Source data:
Segment Open

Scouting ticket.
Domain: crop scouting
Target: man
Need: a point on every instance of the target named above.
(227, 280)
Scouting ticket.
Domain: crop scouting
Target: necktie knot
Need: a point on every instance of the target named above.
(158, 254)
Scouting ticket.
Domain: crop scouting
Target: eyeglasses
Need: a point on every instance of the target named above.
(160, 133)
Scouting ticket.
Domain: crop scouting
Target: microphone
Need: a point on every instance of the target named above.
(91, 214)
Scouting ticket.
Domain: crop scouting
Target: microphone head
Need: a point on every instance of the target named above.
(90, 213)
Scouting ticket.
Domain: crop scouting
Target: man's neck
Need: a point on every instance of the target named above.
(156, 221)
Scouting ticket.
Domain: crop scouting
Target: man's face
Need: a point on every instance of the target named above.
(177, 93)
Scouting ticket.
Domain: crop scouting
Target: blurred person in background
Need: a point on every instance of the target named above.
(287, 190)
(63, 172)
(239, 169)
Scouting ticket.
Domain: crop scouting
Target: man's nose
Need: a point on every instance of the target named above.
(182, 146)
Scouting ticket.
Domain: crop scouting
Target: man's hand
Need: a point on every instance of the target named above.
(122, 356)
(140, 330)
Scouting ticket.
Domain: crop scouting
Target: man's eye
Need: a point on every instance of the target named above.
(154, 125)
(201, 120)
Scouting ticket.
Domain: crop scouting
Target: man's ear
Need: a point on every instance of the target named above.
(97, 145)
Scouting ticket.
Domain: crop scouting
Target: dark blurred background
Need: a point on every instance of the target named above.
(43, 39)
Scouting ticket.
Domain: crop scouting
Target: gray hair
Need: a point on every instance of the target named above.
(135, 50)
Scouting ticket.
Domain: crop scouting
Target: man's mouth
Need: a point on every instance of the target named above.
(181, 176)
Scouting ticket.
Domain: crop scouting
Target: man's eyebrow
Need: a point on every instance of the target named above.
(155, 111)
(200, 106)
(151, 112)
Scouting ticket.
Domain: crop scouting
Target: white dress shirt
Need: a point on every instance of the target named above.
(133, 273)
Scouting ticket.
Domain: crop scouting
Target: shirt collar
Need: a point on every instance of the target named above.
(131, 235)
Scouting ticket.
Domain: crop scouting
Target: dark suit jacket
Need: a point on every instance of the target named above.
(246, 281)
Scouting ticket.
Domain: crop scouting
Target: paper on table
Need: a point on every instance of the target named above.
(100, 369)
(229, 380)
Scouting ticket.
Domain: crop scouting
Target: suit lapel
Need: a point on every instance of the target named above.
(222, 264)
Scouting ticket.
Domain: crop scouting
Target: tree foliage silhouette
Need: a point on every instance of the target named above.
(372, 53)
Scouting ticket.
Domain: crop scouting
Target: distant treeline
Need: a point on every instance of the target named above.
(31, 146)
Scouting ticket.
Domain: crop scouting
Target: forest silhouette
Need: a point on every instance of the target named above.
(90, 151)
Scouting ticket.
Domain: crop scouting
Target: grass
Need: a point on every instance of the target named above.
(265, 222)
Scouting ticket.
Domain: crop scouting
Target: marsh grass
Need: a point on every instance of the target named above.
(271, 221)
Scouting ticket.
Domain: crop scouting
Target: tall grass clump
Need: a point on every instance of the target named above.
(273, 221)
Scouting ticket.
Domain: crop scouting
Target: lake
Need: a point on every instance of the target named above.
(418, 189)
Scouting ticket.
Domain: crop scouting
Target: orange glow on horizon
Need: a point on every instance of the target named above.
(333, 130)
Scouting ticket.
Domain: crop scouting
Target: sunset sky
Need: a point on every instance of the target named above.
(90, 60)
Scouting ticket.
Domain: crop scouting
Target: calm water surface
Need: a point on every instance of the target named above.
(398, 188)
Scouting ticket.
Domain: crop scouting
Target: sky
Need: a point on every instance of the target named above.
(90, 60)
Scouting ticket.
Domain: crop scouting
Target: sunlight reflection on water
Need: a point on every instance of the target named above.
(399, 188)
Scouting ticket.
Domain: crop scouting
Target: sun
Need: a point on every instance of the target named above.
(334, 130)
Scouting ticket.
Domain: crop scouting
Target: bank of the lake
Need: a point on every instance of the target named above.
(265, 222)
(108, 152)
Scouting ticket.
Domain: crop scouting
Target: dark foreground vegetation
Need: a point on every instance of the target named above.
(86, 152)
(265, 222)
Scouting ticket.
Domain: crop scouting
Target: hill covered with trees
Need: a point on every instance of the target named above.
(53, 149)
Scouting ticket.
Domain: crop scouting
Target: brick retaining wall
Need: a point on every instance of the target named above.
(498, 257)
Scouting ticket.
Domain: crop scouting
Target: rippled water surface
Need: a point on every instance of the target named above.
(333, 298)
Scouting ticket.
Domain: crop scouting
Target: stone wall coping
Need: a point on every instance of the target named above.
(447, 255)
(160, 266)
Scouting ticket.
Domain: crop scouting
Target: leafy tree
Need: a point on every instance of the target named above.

Segment Closed

The whole of the data must be given back word for word.

Scouting ticket.
Domain: crop scouting
Target: man
Need: a point on every instance of the target named above.
(227, 280)
Scouting ticket.
Domain: crop scouting
Target: necktie knot
Need: a point on every instance of the target named above.
(158, 254)
Scouting ticket.
Domain: crop scouting
Target: eyeglasses
Need: a point on every instance of the target named above.
(160, 133)
Scouting ticket.
Domain: crop scouting
Target: microphone
Need: a point on every instance of the target named above.
(91, 214)
Scouting ticket.
Domain: crop scouting
Target: microphone head
Need: a point on every instance of the target named above.
(90, 213)
Scouting ticket.
Domain: crop scouting
Target: man's neck
Need: a point on every instance of the target named above.
(156, 221)
Scouting ticket.
Domain: crop scouting
Target: man's face
Need: a point on every instance of the target named above.
(177, 93)
Scouting ticket.
Domain: crop scouting
Target: blurred person in background
Need: a point on every instance of the target named above.
(287, 190)
(63, 172)
(239, 169)
Scouting ticket.
Domain: crop scouting
Target: man's nose
Need: a point on every instance of the target named above.
(182, 146)
Scouting ticket.
Domain: crop scouting
Target: man's hand
Need: a point on every instance of the target named above.
(122, 356)
(140, 330)
Scouting ticket.
Domain: crop scouting
Target: man's eye
Need: a point on every instance of the target named above.
(154, 125)
(201, 120)
Scouting ticket.
Domain: crop scouting
Target: man's ear
Need: a point on every instance of the target named above.
(97, 145)
Scouting ticket.
Domain: crop scouting
Target: dark blurred background
Need: a point on every instance of the target named above.
(43, 39)
Scouting ticket.
Domain: crop scouting
Target: gray hair
Need: a point on every instance of the target named above.
(135, 50)
Scouting ticket.
Domain: crop scouting
Target: man's mouth
Need: a point on every instance of the target named above.
(181, 176)
Scouting ticket.
Domain: crop scouting
Target: man's eyebrow
Need: a point on every instance of the target named above.
(155, 111)
(200, 106)
(151, 112)
Scouting ticket.
Domain: crop scouting
Target: white dress shirt
Need: a point on every instance of the target named above.
(133, 273)
Scouting ticket.
Domain: crop scouting
Target: shirt collar
Need: a point on every instance of the target named above.
(131, 235)
Scouting ticket.
Domain: crop scouting
Target: dark suit jacket
Need: a point on every instance of the target named above.
(246, 281)
Scouting ticket.
Domain: crop scouting
Target: paper on table
Need: a point on every instance of the target named above.
(100, 369)
(229, 380)
Scouting ticket.
Domain: crop scouting
Target: suit lapel
Need: a point on every instance of the target named above.
(222, 264)
Scouting ticket.
Domain: crop scouting
Target: tree foliage silhouette
Need: a point on every instance of the target named above.
(372, 53)
Scouting ticket.
Domain: crop scouting
Target: distant treeline
Need: a point on every instance of the target named above.
(31, 146)
Scouting ticket.
Domain: crop scouting
Target: forest silhouette
Need: a point on every instance of the target named above.
(90, 151)
Scouting ticket.
Domain: crop scouting
Target: grass
Need: a point on every instance of the target named above.
(265, 222)
Scouting ticket.
Domain: crop scouting
Target: marsh grass
Need: a point on every instance of the target named above.
(271, 221)
Scouting ticket.
Domain: crop scouting
Target: tall grass clump
Need: a point on every instance of the target named above.
(273, 221)
Scouting ticket.
Domain: crop scouting
Target: lake
Need: a point on every instance of the target named above.
(418, 189)
Scouting ticket.
Domain: crop scouting
Target: orange glow on horizon
Need: a point on every instance of the target named above.
(333, 130)
Scouting ticket.
Domain: crop scouting
Target: sunset sky
Need: a point on every instance of the target named above.
(90, 60)
Scouting ticket.
Domain: crop scouting
Target: calm water surface
Need: a point on every instance of the target named above.
(398, 188)
Scouting ticket.
Domain: crop scouting
Target: sky
Need: a point on every instance of the target named above.
(90, 60)
Scouting ticket.
Domain: crop scouting
Target: sunlight reflection on water
Need: a point on every instance of the target named above.
(399, 188)
Scouting ticket.
Domain: crop scouting
Target: sun
Need: a point on every instance of the target named above.
(334, 130)
Scouting ticket.
Domain: crop scouting
Target: bank of the lake
Need: a point on every instance of the target named above.
(265, 222)
(108, 152)
Scouting ticket.
Domain: crop scouting
Target: dark foreground vegetation
Need: a point on every instance of the target named above.
(86, 152)
(265, 222)
Scouting ticket.
Domain: crop scouting
Target: hill covered with trees
Need: a point on every instance of the target named above.
(53, 149)
Scouting ticket.
Domain: crop scouting
Target: brick retaining wall
Need: a point on every instance of the target named above.
(498, 257)
Scouting ticket.
Domain: crop scouting
Target: rippled water surface
Need: a point on every instance of the target named above.
(333, 298)
Scouting ticket.
Domain: crop scouting
Target: stone wall coping
Need: a point on every instance of the target named above.
(447, 255)
(160, 266)
Scouting ticket.
Domain: crop scouting
Target: leafy tree
Need: a point on every instance of the target named above.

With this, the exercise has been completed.